EXTRACT TO READ ▸
* Begin *

There are, in my mind, 4 broad categories of apps:

\- 1: Games with microtransactions, think Clash of Clans, Candy Crush, Pokemon
Go, etc.

\- 2: Games without microtransactions (sold full-price), I honestly can't name
any right now.

\- 3: Apps tied to some kind of service not exclusively on the phone, think
Uber, Grubhub, Amazon, Gmail, Facebook. These are apps who are

\- 4: Apps that primarily provide value only on the phone, sold for money.
Think Dark Sky... and not many others that are still alive.

Categories #1 and #3 are alive and well, and I think will continue to be for
the foreseeable future.

Categories #2 and #4 are dead. The article says it's the "beginning of the
end", but I'd argue it's very close to the end of the end.

The trend I've been seeing is that apps in category #4 are not only failing
commercially, but also increasingly being pulled into the greater ecosystems
of apps in Category #3.

* End *

Point annotation dataset rows
* Begin *

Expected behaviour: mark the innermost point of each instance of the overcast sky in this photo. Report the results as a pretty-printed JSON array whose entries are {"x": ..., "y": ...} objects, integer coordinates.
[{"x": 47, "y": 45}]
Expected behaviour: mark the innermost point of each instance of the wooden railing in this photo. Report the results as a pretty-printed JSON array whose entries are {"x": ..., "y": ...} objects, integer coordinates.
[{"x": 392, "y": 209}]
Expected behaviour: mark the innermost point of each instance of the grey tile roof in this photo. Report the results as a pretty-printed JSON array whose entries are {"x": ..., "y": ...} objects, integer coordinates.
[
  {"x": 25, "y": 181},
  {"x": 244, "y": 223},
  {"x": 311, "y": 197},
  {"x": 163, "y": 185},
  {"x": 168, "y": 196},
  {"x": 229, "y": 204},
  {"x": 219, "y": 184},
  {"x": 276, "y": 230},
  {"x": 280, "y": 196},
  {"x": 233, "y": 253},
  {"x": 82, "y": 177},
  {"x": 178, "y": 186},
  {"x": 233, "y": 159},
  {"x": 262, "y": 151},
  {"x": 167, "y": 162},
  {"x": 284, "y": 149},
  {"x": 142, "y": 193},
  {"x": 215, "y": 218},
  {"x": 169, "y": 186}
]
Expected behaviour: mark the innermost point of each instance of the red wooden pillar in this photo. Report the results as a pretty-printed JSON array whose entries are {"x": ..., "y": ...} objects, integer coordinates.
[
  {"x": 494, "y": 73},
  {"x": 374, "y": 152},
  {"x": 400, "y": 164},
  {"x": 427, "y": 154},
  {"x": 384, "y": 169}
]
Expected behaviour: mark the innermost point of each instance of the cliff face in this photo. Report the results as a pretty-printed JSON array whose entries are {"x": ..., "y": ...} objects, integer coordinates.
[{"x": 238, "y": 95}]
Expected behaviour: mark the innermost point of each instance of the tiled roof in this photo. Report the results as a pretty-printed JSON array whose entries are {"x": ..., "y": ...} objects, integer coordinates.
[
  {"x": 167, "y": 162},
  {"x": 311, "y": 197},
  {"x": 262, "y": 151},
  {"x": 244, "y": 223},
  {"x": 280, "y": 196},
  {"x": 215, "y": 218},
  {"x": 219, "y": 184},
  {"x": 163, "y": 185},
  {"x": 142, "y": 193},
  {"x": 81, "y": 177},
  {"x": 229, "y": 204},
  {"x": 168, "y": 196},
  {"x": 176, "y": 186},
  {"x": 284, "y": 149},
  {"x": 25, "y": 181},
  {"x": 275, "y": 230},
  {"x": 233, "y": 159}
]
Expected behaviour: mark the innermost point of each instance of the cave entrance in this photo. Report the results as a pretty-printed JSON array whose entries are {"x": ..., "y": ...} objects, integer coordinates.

* End *

EXERCISE TASKS ▸
1: Reproduce the app categories comment, starting with "Categories #1 and" and going on through "in Category #3.", and swap "dead" for "finished".
2: Answer these questions from the comment on app categories:
(a) Which games are listed as examples of the first category?
(b) Which app is named as an example of the fourth category?
(c) Which two categories does the writer call dead?
3: Write the next part of the comment on app categories, picking up after its final sentence.
These rows were taken from a separate source and have no connection to the comment on app categories.

FINAL ANSWERS ▸
1:
Categories #1 and #3 are alive and well, and I think will continue to be for
the foreseeable future.

Categories #2 and #4 are finished. The article says it's the "beginning of the
end", but I'd argue it's very close to the end of the end.

The trend I've been seeing is that apps in category #4 are not only failing
commercially, but also increasingly being pulled into the greater ecosystems
of apps in Category #3.

2:
(a) Clash of Clans, Candy Crush and Pokemon Go.
(b) Dark Sky.
(c) Categories #2 and #4.

3:
Instead of buying a standalone flight-tracking app, it's now integrated into a
travel company's app - think Expedia or Kayak.

Instead of buying a standalone weather app, it's now table stakes in either
the OS itself, or integrated into larger apps like Google.

Instead of buying a standalone package/delivery tracking app, it's now
integrated into a retail app, like Amazon or Wal-Mart.

etc etc, that's the trend I'm seeing. Apps-sold-as-standalone-products is
generally speaking dead, their ultimate fate is that their feature sets are
absorbed into apps/services that make Actual Money(tm).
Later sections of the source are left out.